_WHAT TO PRODUCE_.
Extract, verbatim, all lines starting at the one containing "Does the image above contain any blurred" and ending with the final line of the listing, and no others.

_RAW DATA_.
>> Begin
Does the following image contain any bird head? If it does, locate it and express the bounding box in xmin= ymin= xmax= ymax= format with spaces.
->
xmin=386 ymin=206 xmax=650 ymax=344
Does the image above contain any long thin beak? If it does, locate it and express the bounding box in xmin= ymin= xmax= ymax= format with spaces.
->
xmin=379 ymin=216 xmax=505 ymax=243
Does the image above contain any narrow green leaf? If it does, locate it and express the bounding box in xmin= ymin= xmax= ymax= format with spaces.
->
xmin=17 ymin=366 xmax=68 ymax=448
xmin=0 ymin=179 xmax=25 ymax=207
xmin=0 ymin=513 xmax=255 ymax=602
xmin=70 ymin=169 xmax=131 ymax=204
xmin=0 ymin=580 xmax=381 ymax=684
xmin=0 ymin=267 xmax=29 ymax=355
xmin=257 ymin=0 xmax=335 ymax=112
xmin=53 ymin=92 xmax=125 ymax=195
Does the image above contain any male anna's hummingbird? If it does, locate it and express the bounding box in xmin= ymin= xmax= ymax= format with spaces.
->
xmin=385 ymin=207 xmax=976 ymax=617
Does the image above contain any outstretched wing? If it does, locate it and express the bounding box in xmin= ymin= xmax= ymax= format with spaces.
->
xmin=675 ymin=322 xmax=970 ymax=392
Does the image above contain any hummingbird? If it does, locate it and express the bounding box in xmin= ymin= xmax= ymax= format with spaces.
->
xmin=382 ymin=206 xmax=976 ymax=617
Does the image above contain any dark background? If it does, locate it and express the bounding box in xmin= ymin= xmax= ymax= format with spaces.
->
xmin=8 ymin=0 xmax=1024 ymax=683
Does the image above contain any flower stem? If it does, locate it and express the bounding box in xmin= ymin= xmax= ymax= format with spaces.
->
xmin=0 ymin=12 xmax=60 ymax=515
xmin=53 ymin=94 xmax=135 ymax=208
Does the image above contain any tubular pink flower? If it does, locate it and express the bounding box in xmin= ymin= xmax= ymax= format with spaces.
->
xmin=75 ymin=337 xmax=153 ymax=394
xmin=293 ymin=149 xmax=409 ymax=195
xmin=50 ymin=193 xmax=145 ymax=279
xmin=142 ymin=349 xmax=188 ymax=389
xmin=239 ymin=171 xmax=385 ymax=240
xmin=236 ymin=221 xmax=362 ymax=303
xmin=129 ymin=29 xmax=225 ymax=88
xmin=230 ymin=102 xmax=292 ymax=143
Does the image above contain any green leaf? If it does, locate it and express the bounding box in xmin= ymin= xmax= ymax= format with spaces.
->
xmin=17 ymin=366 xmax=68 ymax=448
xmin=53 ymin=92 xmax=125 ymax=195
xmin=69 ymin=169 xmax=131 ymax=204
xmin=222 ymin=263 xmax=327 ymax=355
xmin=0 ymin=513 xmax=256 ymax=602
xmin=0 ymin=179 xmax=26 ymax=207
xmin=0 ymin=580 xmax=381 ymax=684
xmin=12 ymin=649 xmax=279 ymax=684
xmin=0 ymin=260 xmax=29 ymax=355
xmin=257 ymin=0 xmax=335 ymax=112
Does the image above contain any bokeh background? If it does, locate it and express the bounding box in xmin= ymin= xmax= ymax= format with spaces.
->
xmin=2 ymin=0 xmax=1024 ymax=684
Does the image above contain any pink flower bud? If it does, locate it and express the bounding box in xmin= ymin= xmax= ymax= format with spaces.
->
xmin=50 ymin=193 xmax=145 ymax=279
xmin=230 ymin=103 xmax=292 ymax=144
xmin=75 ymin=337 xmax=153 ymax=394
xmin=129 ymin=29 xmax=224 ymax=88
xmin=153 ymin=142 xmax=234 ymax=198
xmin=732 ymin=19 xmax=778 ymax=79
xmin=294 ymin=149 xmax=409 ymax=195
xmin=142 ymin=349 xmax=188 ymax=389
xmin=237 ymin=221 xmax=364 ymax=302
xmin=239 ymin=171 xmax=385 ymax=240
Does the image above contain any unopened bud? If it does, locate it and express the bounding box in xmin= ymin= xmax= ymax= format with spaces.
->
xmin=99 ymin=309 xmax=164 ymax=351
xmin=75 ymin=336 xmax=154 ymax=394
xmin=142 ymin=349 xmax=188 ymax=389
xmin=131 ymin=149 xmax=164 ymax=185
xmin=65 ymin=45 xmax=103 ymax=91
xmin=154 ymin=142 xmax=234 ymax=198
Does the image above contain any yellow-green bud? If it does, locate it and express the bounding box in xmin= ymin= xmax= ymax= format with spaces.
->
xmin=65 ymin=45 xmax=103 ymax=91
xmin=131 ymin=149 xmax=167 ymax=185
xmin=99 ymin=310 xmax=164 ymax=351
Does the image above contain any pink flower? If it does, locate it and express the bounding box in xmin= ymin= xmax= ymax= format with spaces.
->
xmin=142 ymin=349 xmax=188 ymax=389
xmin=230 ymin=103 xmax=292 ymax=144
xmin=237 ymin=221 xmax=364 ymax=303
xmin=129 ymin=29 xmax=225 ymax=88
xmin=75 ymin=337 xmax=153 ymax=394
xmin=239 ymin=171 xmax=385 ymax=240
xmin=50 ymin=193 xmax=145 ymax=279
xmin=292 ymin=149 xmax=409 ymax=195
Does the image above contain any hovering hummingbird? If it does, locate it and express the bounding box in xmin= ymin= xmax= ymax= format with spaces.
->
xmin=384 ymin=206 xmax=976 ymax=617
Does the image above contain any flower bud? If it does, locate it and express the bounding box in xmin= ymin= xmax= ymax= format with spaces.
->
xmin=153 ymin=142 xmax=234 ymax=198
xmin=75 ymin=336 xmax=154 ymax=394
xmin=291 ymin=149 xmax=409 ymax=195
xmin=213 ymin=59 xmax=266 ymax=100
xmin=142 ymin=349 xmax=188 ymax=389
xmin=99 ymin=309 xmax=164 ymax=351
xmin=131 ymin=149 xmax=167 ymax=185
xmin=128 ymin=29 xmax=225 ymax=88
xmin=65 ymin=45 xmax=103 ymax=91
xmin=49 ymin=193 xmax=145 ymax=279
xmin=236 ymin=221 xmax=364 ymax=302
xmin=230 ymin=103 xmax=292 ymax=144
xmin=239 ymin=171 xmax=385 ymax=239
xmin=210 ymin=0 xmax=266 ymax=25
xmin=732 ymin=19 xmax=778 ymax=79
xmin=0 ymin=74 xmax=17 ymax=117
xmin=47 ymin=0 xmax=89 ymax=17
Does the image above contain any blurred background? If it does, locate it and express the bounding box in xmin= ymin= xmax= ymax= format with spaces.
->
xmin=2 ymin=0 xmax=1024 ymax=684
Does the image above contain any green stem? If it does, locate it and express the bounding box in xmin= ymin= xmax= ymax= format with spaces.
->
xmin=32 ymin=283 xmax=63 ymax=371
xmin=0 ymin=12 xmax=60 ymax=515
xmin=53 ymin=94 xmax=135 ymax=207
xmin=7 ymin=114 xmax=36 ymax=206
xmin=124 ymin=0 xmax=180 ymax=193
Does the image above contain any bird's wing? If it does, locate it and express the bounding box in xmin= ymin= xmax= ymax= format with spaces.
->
>> End
_COMPLETE ANSWER_.
Does the image above contain any blurred background? If it does, locate it and express the bounding box in xmin= ymin= xmax= ymax= format with spaces.
->
xmin=2 ymin=0 xmax=1024 ymax=684
Does the image above contain any green stem? If it does, locate it and express the bounding box in xmin= ymin= xmax= ymax= format with spaces.
->
xmin=32 ymin=283 xmax=63 ymax=371
xmin=0 ymin=12 xmax=60 ymax=515
xmin=53 ymin=94 xmax=135 ymax=207
xmin=7 ymin=114 xmax=36 ymax=206
xmin=124 ymin=0 xmax=180 ymax=193
Does the image above contain any bird's wing? If it does, locate it and express the bounding box in xmin= ymin= xmax= ymax= format with spaces.
->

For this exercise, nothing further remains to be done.